### Excerpt to read

==================================================

The report advocates for changes that are more incremental than radical, with a payment to artists the first to go through. Others, like a desire for an export focus, are clearly a long way outside of NZ on Air’s current remit. The night was highlighted by great performances from Hina, Park Rd, Mim Jensen and Lost Tribe – but there remains a challenge at the core of NZ music: how to stand out when 120,000 songs are released each day. Boiler Room’s Chris Schulz and I discuss this on an upcoming episode of The Fold, and I’ll write more substantially on the report and current challenges to local music in the coming weeks.
Three great shows to stream this week
This England, a drama on TVNZ+ covering then-UK PM Boris Johnson’s response to the pandemic. The Weekly World Bulletin’s Peter Bale says it stars “Kenneth Branagh as a bumbling, confused, Latin-quoting bullshitter we now know to be alarmingly close to the real former British prime minister.”

==================================================

Collected data entries:
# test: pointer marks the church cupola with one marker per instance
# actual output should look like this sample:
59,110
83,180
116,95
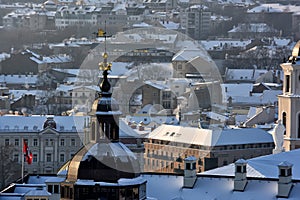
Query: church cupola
103,158
289,100
105,110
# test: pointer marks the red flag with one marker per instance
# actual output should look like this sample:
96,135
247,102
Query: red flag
27,152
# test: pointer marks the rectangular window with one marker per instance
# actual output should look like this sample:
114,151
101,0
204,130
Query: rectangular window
6,142
16,142
16,157
48,157
73,142
34,157
50,188
62,142
47,142
62,157
35,142
56,189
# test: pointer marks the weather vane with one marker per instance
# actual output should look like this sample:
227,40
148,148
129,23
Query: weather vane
104,66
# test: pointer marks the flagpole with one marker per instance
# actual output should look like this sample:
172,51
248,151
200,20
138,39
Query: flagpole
22,158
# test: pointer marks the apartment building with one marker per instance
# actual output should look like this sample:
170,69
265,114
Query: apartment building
196,21
53,140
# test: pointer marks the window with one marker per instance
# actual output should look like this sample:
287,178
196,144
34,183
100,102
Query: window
56,189
239,169
73,142
62,157
48,157
16,157
62,142
188,166
34,158
50,188
284,120
6,142
16,142
35,142
47,142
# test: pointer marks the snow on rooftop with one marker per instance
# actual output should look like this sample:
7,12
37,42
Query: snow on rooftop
274,7
18,79
206,137
264,166
220,44
35,123
189,54
4,56
209,188
169,25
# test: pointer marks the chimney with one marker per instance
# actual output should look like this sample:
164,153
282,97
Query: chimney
240,178
285,179
190,176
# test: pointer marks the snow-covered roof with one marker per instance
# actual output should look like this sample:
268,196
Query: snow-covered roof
209,188
264,166
4,56
12,123
169,25
252,27
17,94
274,8
18,79
189,54
220,44
207,137
244,74
141,25
237,2
157,84
121,182
240,94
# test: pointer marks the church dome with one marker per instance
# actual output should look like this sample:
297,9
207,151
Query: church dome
105,104
103,162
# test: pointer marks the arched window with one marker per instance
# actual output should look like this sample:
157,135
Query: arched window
284,120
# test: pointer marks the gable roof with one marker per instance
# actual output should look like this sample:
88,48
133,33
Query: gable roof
207,137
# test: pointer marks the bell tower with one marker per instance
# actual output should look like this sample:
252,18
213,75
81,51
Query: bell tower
289,101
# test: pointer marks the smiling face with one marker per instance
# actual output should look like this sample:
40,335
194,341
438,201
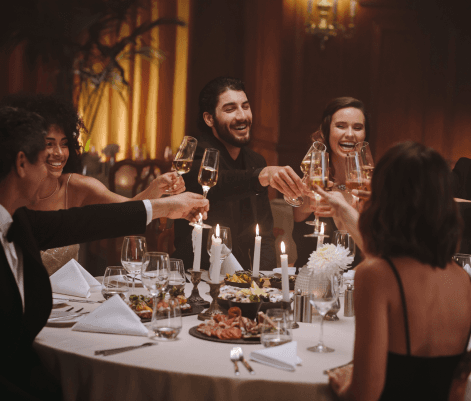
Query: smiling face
232,118
346,129
57,151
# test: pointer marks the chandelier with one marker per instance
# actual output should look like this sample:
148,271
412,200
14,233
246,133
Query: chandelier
323,20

==================================================

### Task instructions
(1) According to the excerpt on NZ music and streaming, why is standing out a challenge for NZ music?
(2) Based on the excerpt on NZ music and streaming, answer yes or no to each statement and quote the deciding words: (a) The report calls for radical changes. (b) This England is available on TVNZ+. (c) Kenneth Branagh stars in This England.
(3) Carry on writing the excerpt on NZ music and streaming, starting after its final sentence.

### Answers in order
(1) Standing out is hard because 120,000 songs are released each day.

(2)
(a) No: "The report advocates for changes that are more incremental than radical"
(b) Yes: "This England, a drama on TVNZ+"
(c) Yes: "it stars “Kenneth Branagh as a bumbling, confused, Latin-quoting bullshitter"

(3)
Debuting at #5 on Netflix’s NZ top ten is another Australian documentary as evocative of the rural hinterland as Against All Odds is of the city fringe. Last Stop Larrimah is a kooky Duplass Brothers (Togetherness) doc on Netflix centring on a missing person case in a town of 11 – make that 10 – outback of Northern Territory.
Lastly, I was already curious about Amazon Prime’s Wiggles documentary Hot Potato (huge week for Aussie docs!) – Tara Ward’s review absolutely sold me.